— What is being asked —
Nothing should be left out. Give all the data again exactly as written.

Records excerpted from a collection:
=====

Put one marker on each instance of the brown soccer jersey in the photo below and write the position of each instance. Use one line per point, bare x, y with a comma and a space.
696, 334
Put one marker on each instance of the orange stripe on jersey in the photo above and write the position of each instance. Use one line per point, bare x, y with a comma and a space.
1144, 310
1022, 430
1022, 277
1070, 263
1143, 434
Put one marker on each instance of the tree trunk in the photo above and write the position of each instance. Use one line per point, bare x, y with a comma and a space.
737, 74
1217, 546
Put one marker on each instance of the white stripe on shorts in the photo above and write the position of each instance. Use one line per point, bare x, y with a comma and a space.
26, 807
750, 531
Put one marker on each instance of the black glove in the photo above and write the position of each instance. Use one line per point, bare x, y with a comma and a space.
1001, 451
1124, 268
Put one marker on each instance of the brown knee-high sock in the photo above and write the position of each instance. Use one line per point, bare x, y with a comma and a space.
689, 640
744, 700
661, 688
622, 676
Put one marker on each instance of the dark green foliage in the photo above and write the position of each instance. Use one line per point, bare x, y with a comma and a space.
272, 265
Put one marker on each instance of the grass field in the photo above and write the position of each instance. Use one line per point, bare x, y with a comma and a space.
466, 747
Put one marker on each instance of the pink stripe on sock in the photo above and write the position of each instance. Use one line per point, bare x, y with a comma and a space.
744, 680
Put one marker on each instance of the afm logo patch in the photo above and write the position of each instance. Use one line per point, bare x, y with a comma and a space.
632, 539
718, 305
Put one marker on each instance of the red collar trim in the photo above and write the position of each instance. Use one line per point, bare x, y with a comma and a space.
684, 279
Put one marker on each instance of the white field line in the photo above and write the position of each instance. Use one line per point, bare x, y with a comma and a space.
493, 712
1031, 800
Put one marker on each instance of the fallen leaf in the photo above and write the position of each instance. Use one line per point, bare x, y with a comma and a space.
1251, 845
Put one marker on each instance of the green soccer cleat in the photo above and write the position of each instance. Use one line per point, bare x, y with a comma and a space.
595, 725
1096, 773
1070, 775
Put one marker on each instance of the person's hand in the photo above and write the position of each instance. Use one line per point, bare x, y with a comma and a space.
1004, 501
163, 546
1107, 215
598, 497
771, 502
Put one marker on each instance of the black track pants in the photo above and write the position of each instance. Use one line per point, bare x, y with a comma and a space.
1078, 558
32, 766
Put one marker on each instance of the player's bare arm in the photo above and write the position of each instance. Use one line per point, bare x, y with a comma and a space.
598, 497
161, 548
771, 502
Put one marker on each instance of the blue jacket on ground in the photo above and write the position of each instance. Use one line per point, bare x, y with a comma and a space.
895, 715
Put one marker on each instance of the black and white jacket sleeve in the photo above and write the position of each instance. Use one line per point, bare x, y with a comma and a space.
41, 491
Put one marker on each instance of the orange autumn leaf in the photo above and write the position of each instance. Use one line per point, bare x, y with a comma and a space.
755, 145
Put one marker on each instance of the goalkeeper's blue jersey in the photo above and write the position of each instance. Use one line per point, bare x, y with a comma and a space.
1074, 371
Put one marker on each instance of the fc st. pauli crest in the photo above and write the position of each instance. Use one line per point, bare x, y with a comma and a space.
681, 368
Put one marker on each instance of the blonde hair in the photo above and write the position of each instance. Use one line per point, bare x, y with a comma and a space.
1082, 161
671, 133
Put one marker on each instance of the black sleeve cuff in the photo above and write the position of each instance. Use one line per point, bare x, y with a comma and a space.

=====

— Task answer —
Put one marker on each instance of the brown soccer jersey in the photo below and write the position of each instance. Use one line per point, bare x, y with a comma and a space.
696, 334
Put one marker on each instance of the orange stripe on jersey in the photo above and write the position of each instance. Use one line per point, bare x, y with a comma and a space.
1144, 310
1022, 430
1022, 277
1070, 263
1143, 434
Put one marker on each instance of the tree trunk in the photo above and write the position of each instance. Use one line per point, bare x, y with a comma and a space.
737, 74
1217, 546
Put one marker on each instance of the white stripe on shorts in the photo above and write the position of each instance. Use one line per point, bare x, y with a comma and a space.
26, 807
750, 531
Put one marker on each instance of the black glove in the photo above and write the position of each instance. Use one line per point, bare x, y with a comma and a space.
1001, 451
1124, 268
Put one marker on each instance of the brown knee-high sock in the photo above and write the position of each instance. Use one line per point, bare x, y with a comma and a space.
689, 640
744, 700
661, 688
622, 676
Put one marker on each instance of the dark green foliage in the photo above and write the position of each instance. Use one line per point, bare x, y with a comma and a space.
272, 265
Put one marker on each instance of the grass field in the photo above and write the position of each instance. Use one line per point, bare x, y with a comma and a space.
466, 747
Put one marker on each instance of the pink stripe on sock in the photo above and write the position of each instance. Use one line per point, bare x, y with a comma and a space.
744, 680
Put one marker on each instance of the afm logo patch in the photo above and write the position of each instance. Use one line per point, bare x, y with a comma and a space.
632, 539
718, 305
Put one marker on each instance of the red collar trim in the photo above and write the position of each instance. Use one line per point, bare x, y with a comma and a space.
684, 279
Put one marker on each instance of the white field line in the photo above and write the position of each instance. Use one line per point, bare x, y with a comma and a space.
493, 712
1031, 800
Put one marker on each instance of the fallen leaf in the photo above and write the position of each instance. Use one line per point, bare x, y with a comma and a space.
1251, 845
Put one marker on each instance of the green soccer cleat in the photo above and write the position of each instance. Use one line per point, bare x, y with a comma and a space.
595, 725
1096, 773
1070, 775
Put one marker on each instance of the person's hand in the photo above and write the position of each instance. Use one line per point, bare x, y with a comma and a space.
1004, 501
163, 546
1107, 215
598, 497
771, 502
Put one marker on each instance of the black track pants in the photo above and write the position of each instance. Use one line per point, bare x, y with a comma and a space.
1078, 558
32, 766
Put one marker on each instance of the player's bare arm in the photo above and write the position of each instance. Use one line per point, bare x, y with a comma and a space.
598, 497
161, 548
771, 502
Put one marker on each instance of the blue jacket on ground in the photo above and write the position of each instance. Use one line per point, bare x, y with a comma and a space.
895, 715
Put one marker on each instance of the black and white jacket sleeve in the photo above and write the position of each instance. Use one line per point, bare x, y with a comma and a space.
41, 491
Put one marker on each instance of the orange autumn leaf in the photo above and write the position of each instance. Use one line per point, bare x, y with a comma and a space.
755, 145
Put one marker on each instance of the goalkeeper's blue jersey in the photo above and write the position of each instance. Use one line per point, bare x, y with a comma and a space.
1074, 371
Put one marker on each instance of the fc st. pauli crest in the photo above and write the position of each instance. Use one line per point, bare x, y with a comma and a space.
681, 368
Put one marker on each instance of the blonde hair in the photo above and write the position of each instance. Use one line per point, bare x, y with a comma and a space.
1082, 161
671, 133
Put one marker on each instance of the black sleeve cuff in the photo above and write the position of each instance. Use one line per point, bare x, y with a comma and a space.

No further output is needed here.